>> begin Document text

Huge positive changes can happen stat when you combine overtly huge powers, “thunderstorm” energy, gentle rites, and subtle magic.

As a young witch, I studied with a guy who’d acquired extremely powerful rituals, which he taught indiscriminately, to whoever attended his classes.

By and large, the energy of the rituals slammed into and through his students, frying their circuits, and opening pathways to demons.

A few of the rites were okay per se, but they didn’t suit the energetic structure of all his students. Such rites were an energetic torrent the unsuited body/psyche could not withstand. For them, it was like being shelterless and hit by a thunderstorm.

The collection of rituals as a whole was also disastrous. Along with the aforementioned problems, the body of rites, as well as the cosmology on which they were based, bit by bit instilled a subtle grandiosity and an, equally subtle, lack of moral accountability in the individuals who did this training. They started hurting people around them, badly.

The grandiosity was partially caused by students acquiring a specific ego structure that can be a temporary means to get through a certain part of a shamanic training. In the case of the aforementioned teacher’s students, that ego structure became a permanent fixture, turning into grandiosity—e.g., self-importance, overestimation of one’s psychic perceptions, and sense of entitlement. This further fueled the students harming people, often completely unaware they were doing so.

>> end Document text
>> begin Data block

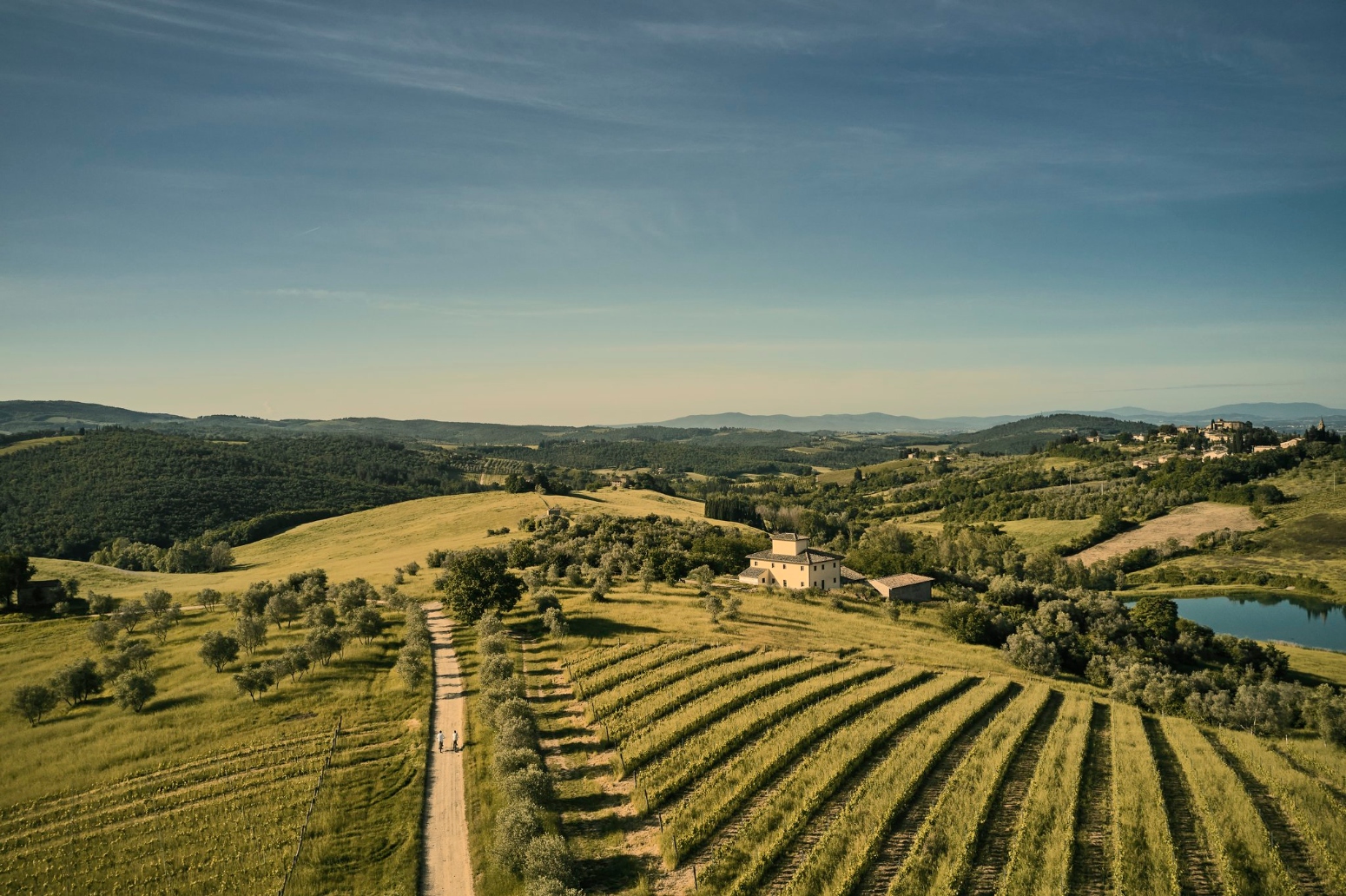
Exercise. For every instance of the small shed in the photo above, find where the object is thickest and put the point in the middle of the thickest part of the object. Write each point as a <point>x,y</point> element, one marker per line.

>> end Data block

__Your tasks__
A. The opening sentence of the passage on witchcraft rituals names things that bring huge positive changes when combined. List every one of them.
B. Retype the passage on witchcraft rituals between "Huge positive changes" and "attended his classes.", inclusive.
The material has no connection to the passage on witchcraft rituals.

__Expected outputs__
A.
- overtly huge powers
- "thunderstorm" energy
- gentle rites
- subtle magic

B.
Huge positive changes can happen stat when you combine overtly huge powers, “thunderstorm” energy, gentle rites, and subtle magic.

As a young witch, I studied with a guy who’d acquired extremely powerful rituals, which he taught indiscriminately, to whoever attended his classes.